Data shown:

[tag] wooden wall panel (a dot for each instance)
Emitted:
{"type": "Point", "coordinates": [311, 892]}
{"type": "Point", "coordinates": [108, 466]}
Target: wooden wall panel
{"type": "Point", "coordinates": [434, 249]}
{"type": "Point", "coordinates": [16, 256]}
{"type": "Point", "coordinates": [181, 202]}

Brief:
All entries are to be reproduced verbatim, with none omitted.

Written solution:
[tag] wooden wall panel (a dot for each instance)
Emitted:
{"type": "Point", "coordinates": [311, 892]}
{"type": "Point", "coordinates": [108, 466]}
Target: wooden wall panel
{"type": "Point", "coordinates": [434, 249]}
{"type": "Point", "coordinates": [16, 256]}
{"type": "Point", "coordinates": [181, 202]}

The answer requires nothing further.